Data in this exercise:

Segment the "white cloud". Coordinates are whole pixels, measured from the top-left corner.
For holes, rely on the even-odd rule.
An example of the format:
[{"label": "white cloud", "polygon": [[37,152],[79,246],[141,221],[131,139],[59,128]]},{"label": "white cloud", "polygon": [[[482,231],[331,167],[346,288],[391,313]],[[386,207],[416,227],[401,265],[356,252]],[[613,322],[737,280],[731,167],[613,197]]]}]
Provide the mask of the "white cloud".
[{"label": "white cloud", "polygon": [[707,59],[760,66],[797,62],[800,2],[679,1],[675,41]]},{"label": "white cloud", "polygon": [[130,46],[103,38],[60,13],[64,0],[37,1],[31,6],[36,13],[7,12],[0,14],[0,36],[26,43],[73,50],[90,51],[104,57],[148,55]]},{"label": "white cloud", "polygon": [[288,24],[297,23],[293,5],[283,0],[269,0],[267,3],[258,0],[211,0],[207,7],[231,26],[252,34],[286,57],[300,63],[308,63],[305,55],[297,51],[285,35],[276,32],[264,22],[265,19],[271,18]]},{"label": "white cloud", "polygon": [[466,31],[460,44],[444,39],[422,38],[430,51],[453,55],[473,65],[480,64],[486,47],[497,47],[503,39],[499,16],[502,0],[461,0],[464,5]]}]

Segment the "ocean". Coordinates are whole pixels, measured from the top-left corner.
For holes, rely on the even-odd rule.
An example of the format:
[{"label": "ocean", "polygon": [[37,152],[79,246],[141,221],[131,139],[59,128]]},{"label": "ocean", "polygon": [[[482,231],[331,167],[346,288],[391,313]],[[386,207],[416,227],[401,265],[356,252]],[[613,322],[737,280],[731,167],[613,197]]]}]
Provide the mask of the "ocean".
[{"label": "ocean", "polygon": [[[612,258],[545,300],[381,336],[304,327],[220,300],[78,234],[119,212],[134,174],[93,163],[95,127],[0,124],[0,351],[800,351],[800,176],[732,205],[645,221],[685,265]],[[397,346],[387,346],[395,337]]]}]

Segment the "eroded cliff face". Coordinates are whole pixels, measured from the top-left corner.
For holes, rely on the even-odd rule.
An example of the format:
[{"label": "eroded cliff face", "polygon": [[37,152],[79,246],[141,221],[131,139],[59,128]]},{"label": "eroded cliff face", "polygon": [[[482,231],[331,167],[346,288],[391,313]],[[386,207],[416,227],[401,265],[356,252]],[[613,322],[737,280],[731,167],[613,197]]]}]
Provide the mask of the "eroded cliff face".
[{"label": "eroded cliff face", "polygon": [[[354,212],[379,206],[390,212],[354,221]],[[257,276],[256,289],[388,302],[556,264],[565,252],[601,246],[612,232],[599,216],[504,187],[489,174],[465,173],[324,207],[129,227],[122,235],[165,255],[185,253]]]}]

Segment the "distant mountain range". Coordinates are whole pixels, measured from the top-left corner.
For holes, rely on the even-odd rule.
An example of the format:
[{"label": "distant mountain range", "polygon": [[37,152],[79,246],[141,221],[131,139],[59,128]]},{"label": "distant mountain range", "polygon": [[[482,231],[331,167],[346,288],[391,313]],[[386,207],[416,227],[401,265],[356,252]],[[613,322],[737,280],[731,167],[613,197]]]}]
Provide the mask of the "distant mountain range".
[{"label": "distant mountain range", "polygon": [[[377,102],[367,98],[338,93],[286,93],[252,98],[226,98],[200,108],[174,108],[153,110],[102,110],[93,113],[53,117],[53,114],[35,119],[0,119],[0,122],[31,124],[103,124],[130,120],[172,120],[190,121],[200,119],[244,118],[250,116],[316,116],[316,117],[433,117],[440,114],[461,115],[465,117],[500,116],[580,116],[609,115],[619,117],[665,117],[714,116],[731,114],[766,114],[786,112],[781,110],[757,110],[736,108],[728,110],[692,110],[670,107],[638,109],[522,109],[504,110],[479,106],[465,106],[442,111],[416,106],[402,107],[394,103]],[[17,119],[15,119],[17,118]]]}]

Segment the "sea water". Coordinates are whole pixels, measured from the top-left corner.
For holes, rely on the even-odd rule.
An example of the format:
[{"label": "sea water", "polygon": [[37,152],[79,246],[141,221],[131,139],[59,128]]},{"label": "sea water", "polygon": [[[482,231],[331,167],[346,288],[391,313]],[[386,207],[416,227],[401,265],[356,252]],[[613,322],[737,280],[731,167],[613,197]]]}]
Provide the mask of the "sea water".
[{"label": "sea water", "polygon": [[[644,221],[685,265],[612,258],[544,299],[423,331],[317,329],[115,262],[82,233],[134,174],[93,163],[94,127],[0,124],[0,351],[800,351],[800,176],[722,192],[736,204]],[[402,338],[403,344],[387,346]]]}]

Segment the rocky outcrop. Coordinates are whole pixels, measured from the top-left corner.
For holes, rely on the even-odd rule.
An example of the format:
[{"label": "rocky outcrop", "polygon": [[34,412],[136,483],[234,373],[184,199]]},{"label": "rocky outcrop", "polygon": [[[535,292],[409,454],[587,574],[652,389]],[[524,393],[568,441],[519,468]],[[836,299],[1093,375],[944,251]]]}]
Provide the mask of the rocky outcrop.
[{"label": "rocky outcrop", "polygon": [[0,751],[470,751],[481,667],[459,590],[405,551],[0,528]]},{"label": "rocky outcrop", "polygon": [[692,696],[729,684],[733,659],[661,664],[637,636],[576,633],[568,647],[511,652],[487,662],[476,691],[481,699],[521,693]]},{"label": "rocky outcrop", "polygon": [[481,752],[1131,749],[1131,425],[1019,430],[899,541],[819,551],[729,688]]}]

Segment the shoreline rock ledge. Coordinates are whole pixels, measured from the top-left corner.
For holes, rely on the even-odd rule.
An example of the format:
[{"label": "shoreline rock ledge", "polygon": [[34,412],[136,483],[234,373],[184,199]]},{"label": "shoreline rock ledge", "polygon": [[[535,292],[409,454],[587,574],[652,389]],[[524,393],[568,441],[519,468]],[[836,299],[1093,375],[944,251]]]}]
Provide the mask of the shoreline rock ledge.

Prompt:
Find every line in the entries above that contains the word "ocean", and copy each of those lines. Case matters.

Result below:
Segment the "ocean". Coordinates are whole pixels, measured from the top-left corner.
[{"label": "ocean", "polygon": [[37,152],[79,246],[141,221],[131,139],[59,128]]},{"label": "ocean", "polygon": [[[482,231],[331,167],[346,288],[391,313]],[[386,207],[416,227],[401,265],[356,252]],[[613,322],[737,280],[731,167],[613,197]]]}]
Provide the mask of the "ocean".
[{"label": "ocean", "polygon": [[[612,258],[545,300],[381,336],[304,327],[220,300],[78,234],[119,212],[134,174],[93,163],[95,127],[0,124],[0,351],[800,351],[800,176],[732,205],[645,221],[685,265]],[[397,346],[387,346],[395,337]]]}]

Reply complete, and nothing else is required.